**PROBLEM STATEMENT**:
Copy all of the data below, replacing every "one point per instance" with "one point per object" and changing nothing else. Leave the pictures out.

**RECORDS SUPPLIED**:

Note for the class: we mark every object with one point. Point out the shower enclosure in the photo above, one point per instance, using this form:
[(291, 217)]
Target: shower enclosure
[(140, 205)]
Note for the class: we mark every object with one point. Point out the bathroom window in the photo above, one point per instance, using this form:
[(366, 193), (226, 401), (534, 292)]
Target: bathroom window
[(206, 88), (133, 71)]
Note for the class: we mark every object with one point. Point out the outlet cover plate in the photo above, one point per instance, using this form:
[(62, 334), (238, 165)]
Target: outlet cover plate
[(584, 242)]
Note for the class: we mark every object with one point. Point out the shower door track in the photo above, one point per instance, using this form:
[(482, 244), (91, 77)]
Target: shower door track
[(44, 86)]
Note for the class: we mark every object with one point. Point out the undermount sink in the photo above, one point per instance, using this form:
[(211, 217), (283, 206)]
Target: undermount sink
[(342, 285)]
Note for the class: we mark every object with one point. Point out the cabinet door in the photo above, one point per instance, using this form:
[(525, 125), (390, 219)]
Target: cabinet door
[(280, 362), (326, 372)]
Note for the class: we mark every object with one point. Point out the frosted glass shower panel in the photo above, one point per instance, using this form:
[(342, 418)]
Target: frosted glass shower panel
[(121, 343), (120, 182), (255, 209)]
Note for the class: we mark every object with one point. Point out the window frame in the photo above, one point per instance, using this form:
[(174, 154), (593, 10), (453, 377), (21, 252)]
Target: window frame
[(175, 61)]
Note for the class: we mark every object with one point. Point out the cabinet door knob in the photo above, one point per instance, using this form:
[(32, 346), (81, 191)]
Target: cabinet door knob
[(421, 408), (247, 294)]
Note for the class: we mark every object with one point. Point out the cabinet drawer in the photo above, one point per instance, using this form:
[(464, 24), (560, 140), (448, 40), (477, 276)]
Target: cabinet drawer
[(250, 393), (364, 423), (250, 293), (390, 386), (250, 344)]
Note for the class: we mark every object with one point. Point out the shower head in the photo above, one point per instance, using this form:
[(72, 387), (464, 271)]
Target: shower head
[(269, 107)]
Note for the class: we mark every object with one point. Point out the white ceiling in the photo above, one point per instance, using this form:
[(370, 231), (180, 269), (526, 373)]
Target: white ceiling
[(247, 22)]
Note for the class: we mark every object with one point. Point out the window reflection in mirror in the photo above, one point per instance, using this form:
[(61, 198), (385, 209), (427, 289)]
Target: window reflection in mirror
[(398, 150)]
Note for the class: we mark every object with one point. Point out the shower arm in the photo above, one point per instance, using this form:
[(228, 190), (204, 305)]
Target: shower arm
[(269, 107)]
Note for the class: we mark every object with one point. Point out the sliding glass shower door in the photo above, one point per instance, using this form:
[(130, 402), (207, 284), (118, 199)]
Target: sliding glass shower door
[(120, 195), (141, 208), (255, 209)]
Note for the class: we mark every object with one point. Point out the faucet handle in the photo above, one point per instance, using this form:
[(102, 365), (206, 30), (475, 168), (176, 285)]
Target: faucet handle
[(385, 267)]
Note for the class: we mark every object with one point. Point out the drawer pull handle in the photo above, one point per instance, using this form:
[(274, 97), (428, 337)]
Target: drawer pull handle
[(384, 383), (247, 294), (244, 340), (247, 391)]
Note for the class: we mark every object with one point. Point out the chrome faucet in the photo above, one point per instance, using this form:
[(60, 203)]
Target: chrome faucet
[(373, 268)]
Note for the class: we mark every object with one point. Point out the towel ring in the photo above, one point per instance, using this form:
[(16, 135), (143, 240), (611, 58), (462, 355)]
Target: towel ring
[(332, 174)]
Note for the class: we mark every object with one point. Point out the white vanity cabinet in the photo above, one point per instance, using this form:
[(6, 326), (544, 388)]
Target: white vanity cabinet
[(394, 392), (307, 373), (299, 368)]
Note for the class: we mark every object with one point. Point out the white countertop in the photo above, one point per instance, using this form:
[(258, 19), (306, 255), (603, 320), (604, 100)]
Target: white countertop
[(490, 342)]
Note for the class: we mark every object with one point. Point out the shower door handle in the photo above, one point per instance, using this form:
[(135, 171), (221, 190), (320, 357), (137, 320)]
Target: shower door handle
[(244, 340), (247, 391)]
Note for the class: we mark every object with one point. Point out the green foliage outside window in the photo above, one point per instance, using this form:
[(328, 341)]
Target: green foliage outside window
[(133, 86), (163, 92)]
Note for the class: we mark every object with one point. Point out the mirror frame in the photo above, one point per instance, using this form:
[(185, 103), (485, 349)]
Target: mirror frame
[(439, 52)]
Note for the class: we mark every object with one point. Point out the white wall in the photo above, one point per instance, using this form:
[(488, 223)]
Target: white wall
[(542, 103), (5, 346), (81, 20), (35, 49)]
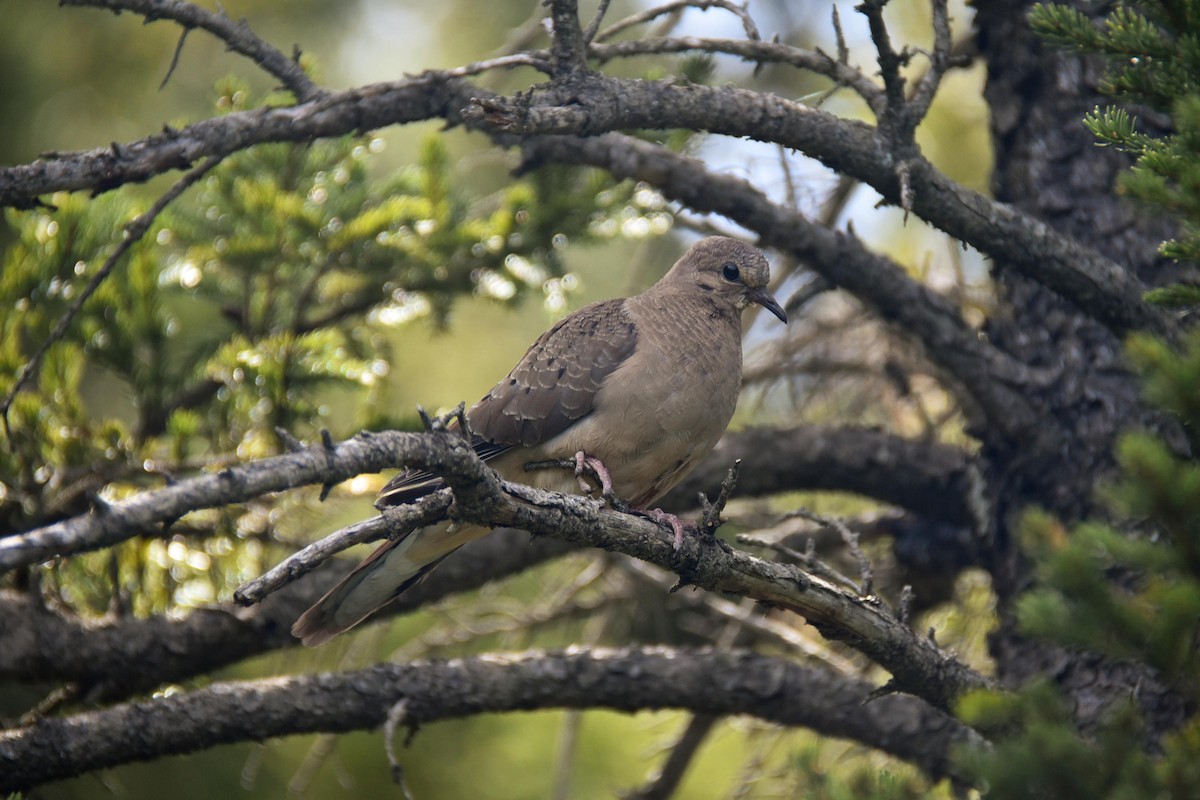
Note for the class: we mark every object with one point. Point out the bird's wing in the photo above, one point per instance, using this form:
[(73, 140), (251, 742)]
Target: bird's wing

**WRITTEN SOLUTION**:
Note for the class: we mark every object with one point. Point out the shower enclosure in the photo above, one point per object, using this form:
[(291, 217)]
Target: shower enclosure
[(140, 205)]
Note for the class: we mark every object with one point. Point out the bathroom window in the photo above, one point per object, using this form:
[(366, 193), (226, 401), (534, 292)]
Target: bathroom window
[(206, 88), (133, 71)]
Note for the class: we mark every object with one point. Point out the outlet cover plate in the photo above, one point per object, using this form:
[(62, 334), (238, 165)]
Target: outlet cover plate
[(584, 242)]
Note for the class: we mark every object with one point. Point out the shower door track in the photo above, one point per object, using this form:
[(482, 244), (91, 77)]
Target: shower door track
[(44, 86)]
Note for the class: we mark every object with one point. Point out the undermount sink in the photo above, one point per object, using this form:
[(211, 217), (283, 206)]
Target: undermount sink
[(342, 285)]
Note for the class: we mark every object with one point. Point out the cabinet door in the photo above, one point per object, using this form:
[(525, 125), (390, 219)]
Target: cabinet door
[(280, 362), (326, 372)]
Note for the class: we mark every object with one point. Point out the frosted glass shower panel in the photo above, one point per object, using this form:
[(342, 418)]
Target: frosted glass shower panel
[(121, 343), (120, 182), (255, 209)]
Note for the class: we mark every object with one point. Point out the window frame in the photo above, one point per object, using this form:
[(174, 154), (593, 10), (453, 377), (21, 252)]
Target: window frame
[(175, 61)]
Note for the class: we mark every object with one point. Point out the cabinet door knob in the photo above, one point per object, using this form:
[(32, 346), (81, 191)]
Target: cabinet door knob
[(421, 408), (247, 294)]
Note for the class: we mark every object with one point. Point out the cabinet drawer in the photo above, one point per object, using this form:
[(464, 24), (560, 140), (448, 40), (477, 276)]
Target: cabinet drawer
[(250, 393), (364, 423), (250, 293), (390, 386), (250, 344)]
Note for the class: we mark every object with one point. Point out the shower head in the photo above, one point per object, using this form:
[(72, 387), (464, 271)]
Target: shower head
[(269, 107)]
Note for the class: we mark every object with one point. Point out the white ceiling in the photo above, one point per object, using this form:
[(370, 231), (180, 269), (526, 373)]
Target: white ceiling
[(247, 22)]
Note for the class: we mark every object with one point. Point out the window reflection in mirror in the photo above, one point per object, using this form:
[(61, 198), (385, 209), (427, 289)]
Target: window reflection in mirror
[(398, 150)]
Note for the class: we mark every object with one point. Point out the shower arm in the photo above, one point per object, using this form:
[(228, 190), (204, 305)]
Target: shower arm
[(269, 107)]
Note for the class: we mark every object with one point. Point out the sliding glass shower door in the photo above, one point per object, using this form:
[(130, 402), (207, 284), (118, 199)]
Target: sliding glass shower door
[(120, 195), (141, 208), (255, 209)]
Note for the class: we mark every object with one point. Point out the faucet handle in the photo above, one point per object, using this form:
[(102, 365), (206, 30), (475, 168), (176, 285)]
Target: faucet handle
[(385, 267)]
Note for the class: we mark every object with one point. Point out the drawer pull handle in the photo above, one point per object, using this form:
[(274, 97), (428, 337)]
Target: drawer pull handle
[(384, 383), (247, 294), (244, 340), (247, 391)]
Note for the class: we mark every object with one point. Point out the chrome faucet in the photo above, one point per object, using this form:
[(60, 203)]
Target: chrome faucet
[(373, 268)]
Note for the class: we mark every object with one point. Point out the towel ring in the photo above, one point per object, using this form:
[(16, 135), (143, 240), (611, 58), (462, 355)]
Target: towel ring
[(332, 174)]
Note for the class: we mark every object with one point. Point out the white vanity cabinet in the photo above, one point per object, using this form:
[(6, 326), (544, 388)]
Target: white vanity cabinet
[(394, 392), (307, 373), (299, 368)]
Note for the class: we mark every object with one point. Point out the white countertop in the photo above, one point per object, using this form:
[(258, 19), (306, 255), (603, 320), (604, 100)]
Target: white countertop
[(490, 342)]
Note for the class: we mark every object with one point. Point out the shower door handle in the photo above, one point per object, using this form:
[(135, 171), (221, 190), (320, 357), (137, 320)]
Target: shower door handle
[(244, 340), (247, 391)]
Note for the class: we mark every object with one point. Point out the green foliage outside window in the photo above, one point per object, using this form:
[(328, 341)]
Target: green foliage outside window
[(133, 86), (163, 92)]
Note for the class: we mark every object with one point. Point out the mirror frame in the photo above, one point per object, using this form:
[(185, 103), (485, 349)]
Target: mirror frame
[(439, 52)]
Note for the class: we mark every object with one point. Point out the white wall in the photo above, one point per object, using this form:
[(488, 223)]
Target: white wall
[(542, 103), (5, 346), (81, 20), (35, 49)]
Note for the class: we mark every object with one point. Point out the bird's wing in the photo above, one point per object, using this form:
[(73, 140), (251, 742)]
Target: bird's wing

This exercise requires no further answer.